• TRECHO DO DOCUMENTO:
- - - -

A degradação e o esvaziamento das áreas comerciais dos centros históricos são desafios enfrentados por várias cidades brasileiras. Muitos centros urbanos exibem altas taxas de imóveis vagos ou subutilizados, agravadas por mudanças estruturais, como a migração de empreendimentos para áreas mais novas, o crescimento do comércio online e a queda na ocupação dos prédios comerciais – questões que afetam também a preservação do patrimônio histórico e a qualidade do espaço urbano.
Para combater esses problemas, várias iniciativas têm sido lançadas pelo poder público para a revitalização das áreas centrais das cidades. Embora meritórias, essas tentativas têm sido pontuais, sem alterar de forma significativa a estrutura econômica dessas regiões.

- - - -

• O QUE FAZER:
Responda com base no trecho do documento:
(a) Que mudanças estruturais agravam as altas taxas de imóveis vagos ou subutilizados?
(b) Além de meritórias, como são descritas as tentativas do poder público de revitalizar as áreas centrais?

- - - -

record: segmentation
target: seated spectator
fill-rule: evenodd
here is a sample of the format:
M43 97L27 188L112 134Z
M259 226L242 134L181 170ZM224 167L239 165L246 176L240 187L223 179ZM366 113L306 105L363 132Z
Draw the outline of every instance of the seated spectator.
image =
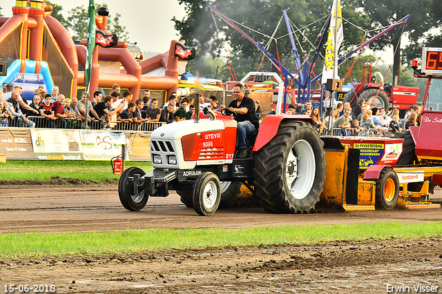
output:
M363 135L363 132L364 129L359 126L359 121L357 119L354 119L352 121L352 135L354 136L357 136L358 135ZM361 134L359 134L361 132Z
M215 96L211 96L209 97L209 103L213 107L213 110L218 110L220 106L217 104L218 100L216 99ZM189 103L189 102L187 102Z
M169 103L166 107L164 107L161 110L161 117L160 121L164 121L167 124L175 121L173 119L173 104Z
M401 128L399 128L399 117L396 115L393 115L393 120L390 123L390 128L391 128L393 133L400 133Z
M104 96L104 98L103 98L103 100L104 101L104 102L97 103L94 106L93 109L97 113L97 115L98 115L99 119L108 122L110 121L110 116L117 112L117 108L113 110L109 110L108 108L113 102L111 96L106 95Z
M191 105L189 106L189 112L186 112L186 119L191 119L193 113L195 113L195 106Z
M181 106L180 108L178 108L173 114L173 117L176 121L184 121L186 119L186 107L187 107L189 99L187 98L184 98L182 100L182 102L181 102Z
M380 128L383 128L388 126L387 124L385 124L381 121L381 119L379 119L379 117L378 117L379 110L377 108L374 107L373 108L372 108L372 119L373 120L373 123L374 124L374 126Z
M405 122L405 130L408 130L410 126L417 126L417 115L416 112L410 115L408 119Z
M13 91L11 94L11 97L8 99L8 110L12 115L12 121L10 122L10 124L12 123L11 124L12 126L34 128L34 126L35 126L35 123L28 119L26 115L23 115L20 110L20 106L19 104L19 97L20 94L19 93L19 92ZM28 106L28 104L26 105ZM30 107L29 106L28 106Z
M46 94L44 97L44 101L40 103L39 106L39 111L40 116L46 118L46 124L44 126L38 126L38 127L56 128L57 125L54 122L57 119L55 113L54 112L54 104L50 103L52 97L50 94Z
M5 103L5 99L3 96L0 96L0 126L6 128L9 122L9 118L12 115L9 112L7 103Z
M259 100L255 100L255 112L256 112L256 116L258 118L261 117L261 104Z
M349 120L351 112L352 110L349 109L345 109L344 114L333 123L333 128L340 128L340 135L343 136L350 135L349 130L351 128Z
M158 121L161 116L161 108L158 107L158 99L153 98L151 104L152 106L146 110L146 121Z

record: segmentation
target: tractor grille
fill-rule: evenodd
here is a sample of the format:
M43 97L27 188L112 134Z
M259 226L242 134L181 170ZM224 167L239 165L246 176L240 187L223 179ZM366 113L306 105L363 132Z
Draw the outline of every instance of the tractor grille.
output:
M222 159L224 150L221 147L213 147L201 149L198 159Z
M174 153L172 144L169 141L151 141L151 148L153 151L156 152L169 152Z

- - - -

• RESPOSTA:
(a) A migração de empreendimentos para áreas mais novas, o crescimento do comércio online e a queda na ocupação dos prédios comerciais.
(b) Como pontuais, sem alterar de forma significativa a estrutura econômica dessas regiões.